### Required task
Filter the data below and copy out each line that contains the string "wooden".

### Excerpts from a detection dataset
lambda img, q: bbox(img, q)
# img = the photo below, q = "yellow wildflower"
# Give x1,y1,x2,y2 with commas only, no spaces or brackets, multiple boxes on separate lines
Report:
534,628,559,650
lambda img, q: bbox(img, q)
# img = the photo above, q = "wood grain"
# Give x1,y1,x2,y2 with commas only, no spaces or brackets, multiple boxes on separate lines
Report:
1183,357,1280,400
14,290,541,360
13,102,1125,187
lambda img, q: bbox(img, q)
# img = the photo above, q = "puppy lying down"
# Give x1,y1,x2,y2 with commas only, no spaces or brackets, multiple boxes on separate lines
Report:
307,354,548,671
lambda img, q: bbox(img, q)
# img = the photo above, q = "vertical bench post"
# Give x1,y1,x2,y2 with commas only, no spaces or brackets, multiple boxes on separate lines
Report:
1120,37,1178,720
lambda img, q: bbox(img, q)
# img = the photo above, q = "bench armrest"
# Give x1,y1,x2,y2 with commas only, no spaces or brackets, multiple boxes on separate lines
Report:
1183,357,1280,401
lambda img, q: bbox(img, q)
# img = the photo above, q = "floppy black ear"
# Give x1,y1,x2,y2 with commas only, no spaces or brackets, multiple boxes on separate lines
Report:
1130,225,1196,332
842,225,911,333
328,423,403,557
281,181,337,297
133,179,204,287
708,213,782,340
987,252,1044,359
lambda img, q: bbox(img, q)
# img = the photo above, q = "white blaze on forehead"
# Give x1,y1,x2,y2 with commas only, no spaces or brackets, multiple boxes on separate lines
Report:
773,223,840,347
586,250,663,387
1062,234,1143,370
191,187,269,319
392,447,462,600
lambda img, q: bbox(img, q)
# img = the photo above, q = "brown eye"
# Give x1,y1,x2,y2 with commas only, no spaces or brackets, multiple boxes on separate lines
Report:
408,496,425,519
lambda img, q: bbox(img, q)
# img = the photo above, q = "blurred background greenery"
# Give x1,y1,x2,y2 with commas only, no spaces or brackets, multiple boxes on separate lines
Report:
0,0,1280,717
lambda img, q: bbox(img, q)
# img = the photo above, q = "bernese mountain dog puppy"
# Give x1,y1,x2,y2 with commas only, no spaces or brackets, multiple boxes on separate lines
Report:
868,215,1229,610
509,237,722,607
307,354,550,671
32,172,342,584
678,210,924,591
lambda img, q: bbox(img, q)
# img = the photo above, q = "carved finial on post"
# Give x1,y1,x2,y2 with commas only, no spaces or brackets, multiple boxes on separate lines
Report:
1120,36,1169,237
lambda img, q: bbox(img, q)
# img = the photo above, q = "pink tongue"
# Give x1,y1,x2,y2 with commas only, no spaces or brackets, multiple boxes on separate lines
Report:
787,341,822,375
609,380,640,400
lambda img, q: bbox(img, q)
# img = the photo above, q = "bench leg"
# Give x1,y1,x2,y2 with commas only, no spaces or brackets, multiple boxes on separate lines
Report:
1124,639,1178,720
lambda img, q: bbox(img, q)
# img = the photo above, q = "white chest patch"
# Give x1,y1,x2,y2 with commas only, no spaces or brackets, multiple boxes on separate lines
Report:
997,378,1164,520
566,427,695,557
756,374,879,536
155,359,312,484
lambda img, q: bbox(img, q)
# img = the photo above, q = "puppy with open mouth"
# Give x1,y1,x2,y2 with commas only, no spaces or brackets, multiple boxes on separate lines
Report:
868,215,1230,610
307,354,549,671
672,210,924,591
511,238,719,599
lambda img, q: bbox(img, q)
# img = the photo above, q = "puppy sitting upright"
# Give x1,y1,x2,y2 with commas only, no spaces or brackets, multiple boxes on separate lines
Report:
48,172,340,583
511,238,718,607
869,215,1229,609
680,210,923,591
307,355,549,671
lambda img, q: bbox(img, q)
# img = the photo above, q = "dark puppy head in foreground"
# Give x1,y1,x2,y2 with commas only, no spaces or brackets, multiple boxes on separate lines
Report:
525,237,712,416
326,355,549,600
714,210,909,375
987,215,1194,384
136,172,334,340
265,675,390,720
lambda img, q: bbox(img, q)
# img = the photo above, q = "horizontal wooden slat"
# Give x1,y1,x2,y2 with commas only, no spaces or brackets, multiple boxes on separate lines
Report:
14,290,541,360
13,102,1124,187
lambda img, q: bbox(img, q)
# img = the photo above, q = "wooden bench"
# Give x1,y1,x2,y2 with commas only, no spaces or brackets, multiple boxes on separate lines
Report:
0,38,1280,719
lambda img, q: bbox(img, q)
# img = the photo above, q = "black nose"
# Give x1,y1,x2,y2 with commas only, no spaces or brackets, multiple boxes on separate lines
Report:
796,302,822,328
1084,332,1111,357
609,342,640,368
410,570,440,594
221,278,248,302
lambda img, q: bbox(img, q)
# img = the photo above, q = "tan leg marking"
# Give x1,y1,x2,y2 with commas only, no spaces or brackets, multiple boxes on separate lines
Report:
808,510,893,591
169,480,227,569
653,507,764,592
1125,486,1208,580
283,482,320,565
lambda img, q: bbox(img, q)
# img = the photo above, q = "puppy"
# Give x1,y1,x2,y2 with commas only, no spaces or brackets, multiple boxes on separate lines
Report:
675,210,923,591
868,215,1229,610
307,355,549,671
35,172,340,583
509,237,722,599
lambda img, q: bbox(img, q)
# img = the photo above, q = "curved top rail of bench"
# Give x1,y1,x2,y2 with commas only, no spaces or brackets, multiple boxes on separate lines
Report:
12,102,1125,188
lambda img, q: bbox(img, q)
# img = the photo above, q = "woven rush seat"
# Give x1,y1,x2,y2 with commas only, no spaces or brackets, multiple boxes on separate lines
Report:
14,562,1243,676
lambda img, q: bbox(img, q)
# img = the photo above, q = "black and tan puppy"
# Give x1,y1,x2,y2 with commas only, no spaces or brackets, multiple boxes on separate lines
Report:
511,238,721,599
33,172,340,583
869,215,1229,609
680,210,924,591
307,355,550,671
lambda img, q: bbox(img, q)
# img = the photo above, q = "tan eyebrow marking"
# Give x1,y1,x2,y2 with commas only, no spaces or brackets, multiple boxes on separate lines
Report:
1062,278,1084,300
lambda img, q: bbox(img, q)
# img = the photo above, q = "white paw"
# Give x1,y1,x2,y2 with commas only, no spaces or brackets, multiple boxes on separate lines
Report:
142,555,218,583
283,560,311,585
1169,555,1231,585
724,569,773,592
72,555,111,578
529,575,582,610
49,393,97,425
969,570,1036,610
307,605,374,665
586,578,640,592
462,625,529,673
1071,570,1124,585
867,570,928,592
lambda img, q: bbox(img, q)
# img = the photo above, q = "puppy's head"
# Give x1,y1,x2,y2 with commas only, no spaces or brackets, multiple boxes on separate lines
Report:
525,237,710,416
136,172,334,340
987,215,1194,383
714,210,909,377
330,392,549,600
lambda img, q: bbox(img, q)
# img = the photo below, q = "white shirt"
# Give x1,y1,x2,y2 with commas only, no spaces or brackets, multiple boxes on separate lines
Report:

### Result
# img = the photo above, q = "horizontal wooden slat"
# img = the photo above, q = "wooden bench"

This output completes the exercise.